*Entries supplied*

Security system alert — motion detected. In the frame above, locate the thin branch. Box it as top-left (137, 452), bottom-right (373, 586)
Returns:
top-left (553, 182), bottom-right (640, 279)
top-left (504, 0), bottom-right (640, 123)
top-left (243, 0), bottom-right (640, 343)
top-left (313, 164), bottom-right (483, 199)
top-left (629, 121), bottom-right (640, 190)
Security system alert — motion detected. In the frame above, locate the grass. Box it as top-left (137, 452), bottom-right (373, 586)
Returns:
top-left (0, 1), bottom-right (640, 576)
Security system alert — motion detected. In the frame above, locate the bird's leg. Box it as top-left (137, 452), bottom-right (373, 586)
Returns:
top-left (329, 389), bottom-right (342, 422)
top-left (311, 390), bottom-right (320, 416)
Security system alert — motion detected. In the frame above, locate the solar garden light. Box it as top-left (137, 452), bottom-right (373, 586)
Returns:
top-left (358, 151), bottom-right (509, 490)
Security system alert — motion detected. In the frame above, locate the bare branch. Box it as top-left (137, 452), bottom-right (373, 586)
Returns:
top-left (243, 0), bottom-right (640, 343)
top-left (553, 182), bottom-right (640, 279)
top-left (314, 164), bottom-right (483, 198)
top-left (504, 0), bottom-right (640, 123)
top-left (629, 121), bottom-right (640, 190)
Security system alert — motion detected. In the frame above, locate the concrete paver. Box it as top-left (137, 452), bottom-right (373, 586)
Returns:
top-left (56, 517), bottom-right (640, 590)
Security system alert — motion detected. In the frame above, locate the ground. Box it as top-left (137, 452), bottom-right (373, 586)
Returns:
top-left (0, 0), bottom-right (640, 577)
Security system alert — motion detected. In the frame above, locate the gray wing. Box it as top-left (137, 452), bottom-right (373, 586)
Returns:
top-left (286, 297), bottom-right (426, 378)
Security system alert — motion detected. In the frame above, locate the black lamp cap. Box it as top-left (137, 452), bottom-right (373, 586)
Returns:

*Exercise objective*
Only the lines from the one holding "locate the concrete" through the end of the listing should be given again, exactly and with both ends included.

*Answer for this exercise*
Security system alert — motion detected. In the frame above, locate the concrete paver. Box it as top-left (137, 452), bottom-right (373, 586)
Returns:
top-left (56, 517), bottom-right (640, 590)
Security system alert — motion detected. In the frame above, locate the ground. Box it as top-left (137, 452), bottom-right (373, 586)
Returns:
top-left (0, 0), bottom-right (640, 577)
Security system alert — motion detected. In the frame above, locate the gray wing. Box it as top-left (137, 452), bottom-right (373, 586)
Returns:
top-left (286, 297), bottom-right (426, 378)
Security system alert — motion detected. In the frame above, locate the black lamp cap. Box it as top-left (137, 452), bottom-right (373, 586)
Returns:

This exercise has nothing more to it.